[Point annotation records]

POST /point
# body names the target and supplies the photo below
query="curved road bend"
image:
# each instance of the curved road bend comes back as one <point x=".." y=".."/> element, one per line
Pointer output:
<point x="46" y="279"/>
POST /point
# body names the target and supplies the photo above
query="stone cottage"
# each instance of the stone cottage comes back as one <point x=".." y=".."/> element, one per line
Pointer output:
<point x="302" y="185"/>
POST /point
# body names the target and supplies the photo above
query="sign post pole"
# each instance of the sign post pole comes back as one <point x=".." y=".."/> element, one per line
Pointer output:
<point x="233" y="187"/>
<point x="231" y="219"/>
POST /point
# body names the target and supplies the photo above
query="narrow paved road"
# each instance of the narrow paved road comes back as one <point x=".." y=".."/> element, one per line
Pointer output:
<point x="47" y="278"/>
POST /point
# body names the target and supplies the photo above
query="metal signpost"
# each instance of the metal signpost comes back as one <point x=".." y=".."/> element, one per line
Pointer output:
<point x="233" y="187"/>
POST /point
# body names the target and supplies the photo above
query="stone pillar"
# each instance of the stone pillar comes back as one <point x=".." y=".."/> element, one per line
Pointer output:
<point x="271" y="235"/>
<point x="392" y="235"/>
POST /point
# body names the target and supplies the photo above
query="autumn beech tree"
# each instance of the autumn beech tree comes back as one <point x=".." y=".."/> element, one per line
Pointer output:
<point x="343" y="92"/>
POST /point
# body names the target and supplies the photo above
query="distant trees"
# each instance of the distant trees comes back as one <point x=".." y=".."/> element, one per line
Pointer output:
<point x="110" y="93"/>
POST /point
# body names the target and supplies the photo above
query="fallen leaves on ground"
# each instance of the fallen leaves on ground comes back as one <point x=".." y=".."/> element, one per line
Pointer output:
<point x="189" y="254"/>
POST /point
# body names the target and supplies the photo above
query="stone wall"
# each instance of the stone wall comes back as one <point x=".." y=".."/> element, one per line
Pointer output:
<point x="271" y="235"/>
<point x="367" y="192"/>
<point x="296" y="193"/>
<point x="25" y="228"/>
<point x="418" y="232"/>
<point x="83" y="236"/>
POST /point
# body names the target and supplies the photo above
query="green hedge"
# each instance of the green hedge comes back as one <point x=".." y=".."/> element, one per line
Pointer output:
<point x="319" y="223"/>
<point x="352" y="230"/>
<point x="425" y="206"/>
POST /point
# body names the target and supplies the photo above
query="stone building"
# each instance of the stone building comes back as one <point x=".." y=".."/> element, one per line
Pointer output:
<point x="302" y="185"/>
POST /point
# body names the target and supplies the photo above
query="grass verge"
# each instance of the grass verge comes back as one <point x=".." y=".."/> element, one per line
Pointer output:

* Written exercise
Extract the complete listing verbatim.

* Solution for this task
POST /point
# body names the target and supplies the photo below
query="curved road bend"
image:
# each instance of the curved road bend comes back as one <point x=".." y=".."/> element, one per line
Pointer output:
<point x="46" y="279"/>
POST /point
# body names the target and supplies the photo above
query="stone cottage"
# each instance of the stone cottage comes back as one <point x=".." y=".."/> element, one per line
Pointer output:
<point x="302" y="185"/>
POST /point
# body names the target and supplies the photo above
query="sign post pole"
# each instance of the sign post pole comes back as one <point x=".." y=".."/> element, one per line
Pointer output:
<point x="233" y="187"/>
<point x="231" y="219"/>
POST /point
# body names the target and supplies the photo above
query="narrow paved road"
# each instance of the narrow paved road comes back as one <point x=".." y=".."/> element, one per line
Pointer output:
<point x="47" y="278"/>
POST /point
# body names the target and supplies the photo above
query="metal signpost"
# each instance of the metal signpost comes back as one <point x=".." y=".."/> element, one per line
Pointer output:
<point x="233" y="187"/>
POST /point
# body names the target and supplies the photo above
query="stone pillar"
# each instance of the stone pillar comes back as one <point x=".." y=".."/> element, one per line
Pointer output:
<point x="271" y="235"/>
<point x="392" y="235"/>
POST /point
# body names the target and supplies the photo above
query="autumn beech tree"
# each instance of the autumn beech tree comes back as one <point x=".." y=".."/> element, one per line
Pointer output:
<point x="343" y="92"/>
POST /point
# body names the target and supplies the photo above
query="distant trees"
# each instance of the distant trees comes back as one <point x=".." y=".."/> element, one per line
Pointer output:
<point x="110" y="93"/>
POST /point
# body names the target and supplies the photo above
query="fallen leaves on ground"
# each instance of the fallen leaves on ground comes back as one <point x=".." y=".."/> element, one per line
Pointer output:
<point x="189" y="254"/>
POST /point
# body names the target and supplies the photo above
query="stone wall"
# each instance of the stone wall comes back as one <point x=".." y=".."/> element, one per line
Pointer output:
<point x="271" y="235"/>
<point x="367" y="192"/>
<point x="296" y="193"/>
<point x="25" y="228"/>
<point x="418" y="232"/>
<point x="83" y="236"/>
POST /point
# body names the target and supplies the photo above
query="green hedge"
# each instance of the green hedge comes back as one <point x=".." y=".."/> element, one per line
Pointer output:
<point x="319" y="223"/>
<point x="352" y="230"/>
<point x="425" y="206"/>
POST /point
# body names the target and supplies the photo above
query="stone building"
# each instance of the stone building comes back as one <point x=".." y=".."/> element, one per line
Pointer output:
<point x="302" y="185"/>
POST /point
# body names the target and supplies the photo above
query="grass verge"
# each instance of the grass verge comes back as one <point x=".." y=".."/> element, one per line
Pointer output:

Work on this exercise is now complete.